Stored data entries
☆ ☆ ☆

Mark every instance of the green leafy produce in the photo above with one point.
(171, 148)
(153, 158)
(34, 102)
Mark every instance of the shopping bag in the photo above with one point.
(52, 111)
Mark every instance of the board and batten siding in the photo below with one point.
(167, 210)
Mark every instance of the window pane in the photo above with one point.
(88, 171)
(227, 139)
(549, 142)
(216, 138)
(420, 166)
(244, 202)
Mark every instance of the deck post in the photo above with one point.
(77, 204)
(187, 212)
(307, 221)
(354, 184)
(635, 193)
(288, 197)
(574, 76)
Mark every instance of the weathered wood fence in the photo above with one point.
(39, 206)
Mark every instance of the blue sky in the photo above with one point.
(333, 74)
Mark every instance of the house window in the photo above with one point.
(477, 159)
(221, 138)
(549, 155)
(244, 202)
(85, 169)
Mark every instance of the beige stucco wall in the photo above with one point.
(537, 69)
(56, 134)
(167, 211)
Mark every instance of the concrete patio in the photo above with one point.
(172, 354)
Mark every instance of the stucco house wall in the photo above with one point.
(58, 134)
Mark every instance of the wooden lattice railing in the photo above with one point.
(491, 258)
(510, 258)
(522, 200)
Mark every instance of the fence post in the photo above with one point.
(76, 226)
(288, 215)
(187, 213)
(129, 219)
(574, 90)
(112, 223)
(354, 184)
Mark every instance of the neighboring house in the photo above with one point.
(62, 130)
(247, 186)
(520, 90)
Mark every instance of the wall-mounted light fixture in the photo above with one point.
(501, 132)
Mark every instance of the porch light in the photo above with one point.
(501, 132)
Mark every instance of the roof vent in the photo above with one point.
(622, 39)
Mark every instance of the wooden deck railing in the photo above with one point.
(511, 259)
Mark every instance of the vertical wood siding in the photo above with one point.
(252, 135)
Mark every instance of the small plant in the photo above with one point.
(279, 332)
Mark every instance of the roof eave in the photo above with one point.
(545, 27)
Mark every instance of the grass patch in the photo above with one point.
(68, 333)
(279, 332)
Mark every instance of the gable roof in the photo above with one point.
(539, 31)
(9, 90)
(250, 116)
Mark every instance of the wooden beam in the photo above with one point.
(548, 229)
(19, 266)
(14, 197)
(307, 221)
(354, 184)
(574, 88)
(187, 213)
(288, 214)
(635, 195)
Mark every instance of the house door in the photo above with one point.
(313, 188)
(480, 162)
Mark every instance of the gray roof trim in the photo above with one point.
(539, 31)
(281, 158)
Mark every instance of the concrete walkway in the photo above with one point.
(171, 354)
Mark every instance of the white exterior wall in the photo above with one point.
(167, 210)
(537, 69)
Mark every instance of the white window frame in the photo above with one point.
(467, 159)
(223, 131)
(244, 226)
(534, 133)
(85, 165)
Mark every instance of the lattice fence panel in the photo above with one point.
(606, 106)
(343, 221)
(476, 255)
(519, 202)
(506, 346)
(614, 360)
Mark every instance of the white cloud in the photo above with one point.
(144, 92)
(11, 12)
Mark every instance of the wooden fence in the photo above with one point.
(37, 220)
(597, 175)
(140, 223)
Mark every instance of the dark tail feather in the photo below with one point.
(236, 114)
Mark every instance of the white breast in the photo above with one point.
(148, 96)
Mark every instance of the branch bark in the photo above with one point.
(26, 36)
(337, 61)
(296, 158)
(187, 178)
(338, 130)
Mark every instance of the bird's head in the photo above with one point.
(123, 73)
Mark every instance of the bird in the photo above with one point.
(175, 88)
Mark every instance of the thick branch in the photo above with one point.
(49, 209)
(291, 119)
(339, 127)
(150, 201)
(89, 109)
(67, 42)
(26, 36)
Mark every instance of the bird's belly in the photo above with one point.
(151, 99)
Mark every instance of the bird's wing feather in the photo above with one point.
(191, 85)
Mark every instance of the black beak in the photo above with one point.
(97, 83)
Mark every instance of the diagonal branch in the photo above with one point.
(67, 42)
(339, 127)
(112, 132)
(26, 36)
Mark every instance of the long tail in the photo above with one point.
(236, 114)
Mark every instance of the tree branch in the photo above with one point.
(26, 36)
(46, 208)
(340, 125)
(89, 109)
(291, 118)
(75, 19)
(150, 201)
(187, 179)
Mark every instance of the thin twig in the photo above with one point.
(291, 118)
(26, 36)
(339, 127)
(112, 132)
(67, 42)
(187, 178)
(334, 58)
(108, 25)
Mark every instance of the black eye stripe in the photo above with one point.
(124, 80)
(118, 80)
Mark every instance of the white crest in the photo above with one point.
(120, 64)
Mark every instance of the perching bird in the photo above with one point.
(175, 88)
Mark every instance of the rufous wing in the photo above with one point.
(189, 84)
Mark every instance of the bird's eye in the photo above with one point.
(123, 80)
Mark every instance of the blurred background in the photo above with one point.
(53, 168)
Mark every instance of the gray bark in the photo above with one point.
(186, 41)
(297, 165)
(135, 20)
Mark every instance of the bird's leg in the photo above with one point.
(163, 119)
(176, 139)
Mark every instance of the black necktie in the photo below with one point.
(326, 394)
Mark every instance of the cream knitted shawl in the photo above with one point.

☆ ☆ ☆

> **Task**:
Exactly as given, please retype all the entries.

> **Answer**:
Mark every instance of the green leafy produce in the photo above with one point.
(171, 148)
(153, 158)
(34, 102)
Mark every instance of the shopping bag in the photo above with one point.
(52, 111)
Mark every instance of the board and batten siding in the photo below with one point.
(167, 210)
Mark every instance of the window pane in the photo above with one point.
(88, 171)
(227, 139)
(549, 142)
(216, 138)
(420, 166)
(244, 202)
Mark every instance of the deck post in the photo above with one point.
(77, 204)
(187, 212)
(307, 221)
(354, 184)
(635, 193)
(288, 197)
(574, 76)
Mark every instance of the weathered wood fence in the photo above with one point.
(39, 206)
Mark every instance of the blue sky in the photo above with one point.
(333, 74)
Mark every instance of the house window in the photo above with one point.
(477, 159)
(221, 138)
(549, 155)
(244, 202)
(85, 169)
Mark every instance of the beige stucco wall in the photo above with one point.
(537, 69)
(56, 134)
(167, 211)
Mark every instance of the concrete patio in the photo above with one point.
(172, 354)
Mark every instance of the stucco house wall in the photo above with one point.
(58, 134)
Mark every instance of the wooden lattice railing in the photo above with one point.
(491, 258)
(510, 258)
(522, 200)
Mark every instance of the fence post in the photo above with one point.
(76, 226)
(288, 215)
(187, 213)
(129, 219)
(574, 90)
(112, 223)
(354, 184)
Mark every instance of the neighboring house in the photo above with one point.
(62, 130)
(247, 186)
(520, 90)
Mark every instance of the wall-mounted light fixture in the photo above with one point.
(501, 132)
Mark every instance of the porch light in the photo above with one point.
(501, 132)
Mark every instance of the roof vent in the photo above with one point.
(622, 39)
Mark every instance of the wooden deck railing in the photo above with one point.
(511, 259)
Mark every instance of the vertical wood siding in the photo above with one point.
(252, 135)
Mark every instance of the small plant in the photo above with one point.
(279, 332)
Mark every instance of the roof eave in the photo above with one point.
(545, 27)
Mark every instance of the grass patch in the photo above with one point.
(68, 333)
(279, 332)
Mark every instance of the gable roof in the photo above with one point.
(539, 31)
(9, 90)
(250, 116)
Mark every instance of the wooden beam in the photo above with one point.
(548, 229)
(19, 266)
(14, 197)
(307, 221)
(354, 184)
(574, 88)
(187, 213)
(288, 214)
(635, 195)
Mark every instance of the house door in the photo above with one point.
(313, 188)
(480, 162)
Mark every instance of the gray roof trim in the photo above with one point.
(539, 31)
(281, 158)
Mark every instance of the concrete walkway in the photo above with one point.
(171, 354)
Mark every instance of the white exterior wall in the photo above with one point.
(167, 210)
(537, 69)
Mark every instance of the white window frame in the photo above with one point.
(467, 159)
(223, 131)
(244, 226)
(534, 133)
(85, 165)
Mark every instance of the lattice fence panel in the photo above with one point.
(606, 106)
(343, 221)
(476, 255)
(519, 202)
(506, 346)
(614, 360)
Mark every instance of the white cloud in the photo above with one point.
(144, 92)
(11, 12)
Mark every instance of the wooden fence in the photo above with one point.
(37, 220)
(597, 175)
(140, 223)
Mark every instance of the dark tail feather in the photo below with one point.
(236, 114)
Mark every instance of the white breast in the photo above with one point.
(148, 96)
Mark every instance of the branch bark in the photo above with one point.
(26, 36)
(337, 61)
(296, 158)
(187, 178)
(338, 130)
Mark every instance of the bird's head in the photo above with one point.
(123, 73)
Mark every instance of the bird in the photo above with one point.
(175, 88)
Mark every instance of the thick branch in the photo above with one point.
(49, 209)
(291, 119)
(339, 127)
(150, 201)
(89, 109)
(67, 42)
(26, 36)
Mark every instance of the bird's belly in the photo above with one point.
(151, 99)
Mark every instance of the bird's wing feather in the photo above with one point.
(191, 85)
Mark every instance of the black beak in the photo above with one point.
(97, 83)
Mark every instance of the diagonal branch in the photo above with one point.
(67, 42)
(339, 127)
(112, 132)
(26, 36)
Mark every instance of the long tail in the photo above with one point.
(236, 114)
Mark every instance of the tree branch in the photo above with one point.
(26, 36)
(46, 208)
(340, 125)
(89, 109)
(291, 118)
(75, 19)
(150, 201)
(187, 179)
Mark every instance of the thin twig in the photo above with one point.
(291, 118)
(26, 36)
(339, 127)
(112, 132)
(67, 42)
(187, 178)
(334, 58)
(108, 25)
Mark every instance of the black eye stripe in the photo above with one point.
(124, 80)
(118, 80)
Mark every instance of the white crest in the photo above with one point.
(120, 64)
Mark every instance of the perching bird in the photo above with one point.
(175, 88)
Mark every instance of the rufous wing in the photo above with one point.
(189, 84)
Mark every instance of the bird's eye in the photo above with one point.
(123, 80)
Mark every instance of the blurred background in the photo above with one point.
(53, 168)
Mark every instance of the gray bark in the photo above with one point.
(186, 41)
(297, 165)
(135, 20)
Mark every instance of the bird's leg in the photo above with one point.
(163, 119)
(176, 139)
Mark every instance of the black necktie in the photo below with one point.
(326, 394)
Mark every instance of the cream knitted shawl in the photo above with one point.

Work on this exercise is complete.